| EXERCISE PASSAGE |

[Start of Attachment]

= Albin Garfield Anderson =

American medical missionary

Albin Garfield Anderson (April 13, 1882 – March 4, 1971) was an American medical missionary who served as a physician in Korea for 30 years and in Southern Rhodesia for 5 years. He founded the Swedish Methodist Hospital in 1913 in Wonju, Korea which is now the emergency room of Wonju Severance Christian Hospital. Anderson began his missionary work in 1911 serving with the United Methodist Church. During his time in Korea he served as physician, professor, and interim pastor to the people of Wonju and Pyongyang. After Korea was facing pressure from the Japanese empire, Anderson moved his services to Southern Rhodesia where he served as a physician at a community healthcare center and leprosy hospital.

[End of Attachment]

| WORK TO COMPLETE |
#1 Please list the roles the Albin Garfield Anderson biography says he held during his time in Korea.
#2 Write the next few sentences of the Albin Garfield Anderson biography, picking up after its final sentence.

| PROVIDED INFORMATION |
[Start of Attachment]

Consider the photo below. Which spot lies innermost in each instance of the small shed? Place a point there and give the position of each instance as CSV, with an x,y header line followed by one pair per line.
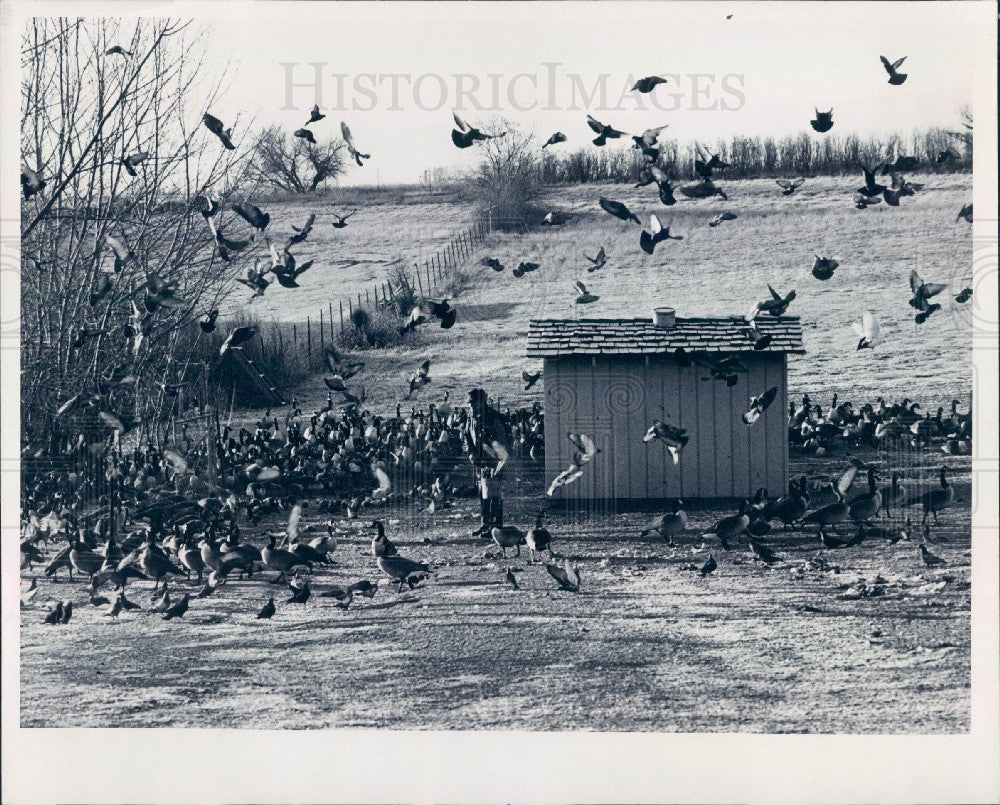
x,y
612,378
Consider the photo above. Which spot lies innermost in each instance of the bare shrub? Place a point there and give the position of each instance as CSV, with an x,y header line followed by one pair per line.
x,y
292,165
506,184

[End of Attachment]
[Start of Attachment]

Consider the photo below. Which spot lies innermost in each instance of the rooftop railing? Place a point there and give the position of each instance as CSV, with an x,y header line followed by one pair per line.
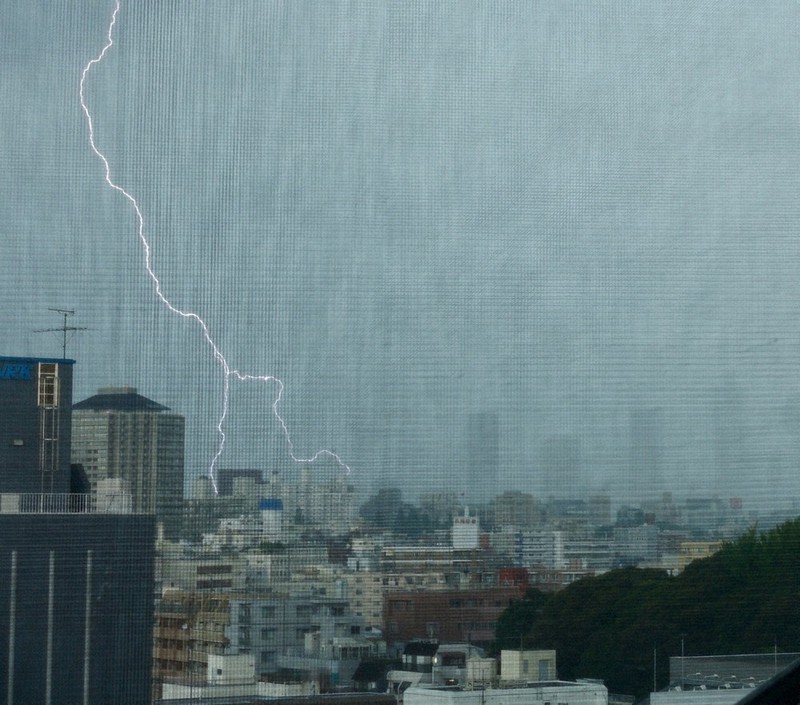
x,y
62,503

[End of Attachment]

| EXPECTED OUTPUTS |
#1 physician, professor, interim pastor

#2
== Early life and education ==
Anderson was born in Andover, Illinois to Alfred Anderson, a Swedish Methodist Pastor, and Augusta Johnesdotter Anderson. Anderson was heavily influenced by his father and was involved in ministry and voluntary work early on in his life. On November 16, 1910, he married Harriet Florence Peterson right before his missionary trip to Korea.

Anderson attended Lake View High School in Chicago and graduated from Northwestern University with a Bachelor's in Liberal Arts degree in 1904. During his undergraduate studies he was involved in religious activities including being a Sunday School teacher, Vice President of the Junior Epworth League in Chicago, and a deacon at his local church. It was during this time that Anderson developed a calling for missionary work abroad. He continued towards his path of becoming a medical missionary by graduating from the School of Medicine at Northwestern University in 1908. Anderson was an active member of the YMCA of the Northwestern medical school.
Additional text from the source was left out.